╔══
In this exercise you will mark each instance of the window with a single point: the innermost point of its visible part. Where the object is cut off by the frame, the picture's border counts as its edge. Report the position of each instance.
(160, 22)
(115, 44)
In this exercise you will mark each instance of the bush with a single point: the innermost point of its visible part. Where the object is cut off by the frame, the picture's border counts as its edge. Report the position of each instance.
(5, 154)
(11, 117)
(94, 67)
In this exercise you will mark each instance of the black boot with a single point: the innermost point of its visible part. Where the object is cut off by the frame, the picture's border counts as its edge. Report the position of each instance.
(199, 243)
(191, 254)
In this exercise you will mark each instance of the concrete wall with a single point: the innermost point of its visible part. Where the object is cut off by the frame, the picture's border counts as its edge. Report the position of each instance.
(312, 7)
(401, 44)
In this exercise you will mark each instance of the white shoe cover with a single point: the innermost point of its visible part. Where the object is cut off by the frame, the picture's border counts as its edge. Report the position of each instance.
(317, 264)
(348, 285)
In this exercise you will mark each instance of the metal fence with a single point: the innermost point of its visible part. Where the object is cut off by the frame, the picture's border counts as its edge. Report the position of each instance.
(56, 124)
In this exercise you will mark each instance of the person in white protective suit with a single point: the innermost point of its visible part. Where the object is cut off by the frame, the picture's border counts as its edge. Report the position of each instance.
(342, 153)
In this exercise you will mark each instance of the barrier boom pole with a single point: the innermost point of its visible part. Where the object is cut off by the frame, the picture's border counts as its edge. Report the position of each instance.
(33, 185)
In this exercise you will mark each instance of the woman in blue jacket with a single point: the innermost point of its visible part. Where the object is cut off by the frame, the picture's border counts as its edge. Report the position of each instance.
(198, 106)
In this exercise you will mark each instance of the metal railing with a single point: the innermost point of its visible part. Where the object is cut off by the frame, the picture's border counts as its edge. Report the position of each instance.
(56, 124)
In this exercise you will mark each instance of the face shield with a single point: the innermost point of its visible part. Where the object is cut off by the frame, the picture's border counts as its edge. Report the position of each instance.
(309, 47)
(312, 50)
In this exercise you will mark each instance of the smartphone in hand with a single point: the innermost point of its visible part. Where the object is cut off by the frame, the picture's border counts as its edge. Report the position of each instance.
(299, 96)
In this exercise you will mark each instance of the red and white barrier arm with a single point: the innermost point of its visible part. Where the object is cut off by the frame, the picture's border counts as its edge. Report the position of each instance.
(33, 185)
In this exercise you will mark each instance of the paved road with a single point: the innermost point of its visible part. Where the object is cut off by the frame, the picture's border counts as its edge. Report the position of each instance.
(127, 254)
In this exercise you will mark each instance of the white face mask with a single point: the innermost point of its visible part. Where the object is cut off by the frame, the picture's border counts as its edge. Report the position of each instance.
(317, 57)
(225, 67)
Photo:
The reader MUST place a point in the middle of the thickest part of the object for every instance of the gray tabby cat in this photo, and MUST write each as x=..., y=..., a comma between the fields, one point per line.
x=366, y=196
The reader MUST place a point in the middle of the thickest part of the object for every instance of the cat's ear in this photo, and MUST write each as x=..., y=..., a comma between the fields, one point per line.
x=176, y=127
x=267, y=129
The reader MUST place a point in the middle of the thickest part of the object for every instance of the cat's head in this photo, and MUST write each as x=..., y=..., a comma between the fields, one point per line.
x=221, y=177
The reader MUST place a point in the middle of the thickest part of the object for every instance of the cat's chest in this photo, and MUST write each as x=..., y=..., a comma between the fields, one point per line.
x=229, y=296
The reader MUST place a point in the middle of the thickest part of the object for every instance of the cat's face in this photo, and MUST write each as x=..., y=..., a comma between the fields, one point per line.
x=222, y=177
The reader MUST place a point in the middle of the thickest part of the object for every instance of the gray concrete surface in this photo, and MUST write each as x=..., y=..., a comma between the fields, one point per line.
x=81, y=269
╚══
Word for word, restate the lines from the one holding "the cat's head" to the last line of the records.

The reader MUST place a point in the middle of the thickest part of the object for every instance of the cat's head in this photo, and MUST write each as x=..., y=..., a comma between the fields, one point per line.
x=221, y=177
The reader MUST place a point in the middle of the thickest part of the object for every instance of the cat's chest in this photo, and MUST write each as x=..., y=..., a comma between the fields, one point per line.
x=229, y=296
The reader MUST place a point in the middle of the thickest part of the object for every instance of the cat's face in this photo, and MUST write each as x=..., y=..., a comma between the fields, one point per line.
x=222, y=177
The reader MUST place a point in the middle of the thickest part of the object for every instance of the gray concrete surface in this photo, and MUST write each as x=..., y=..., a comma between the fields, one point per line.
x=81, y=269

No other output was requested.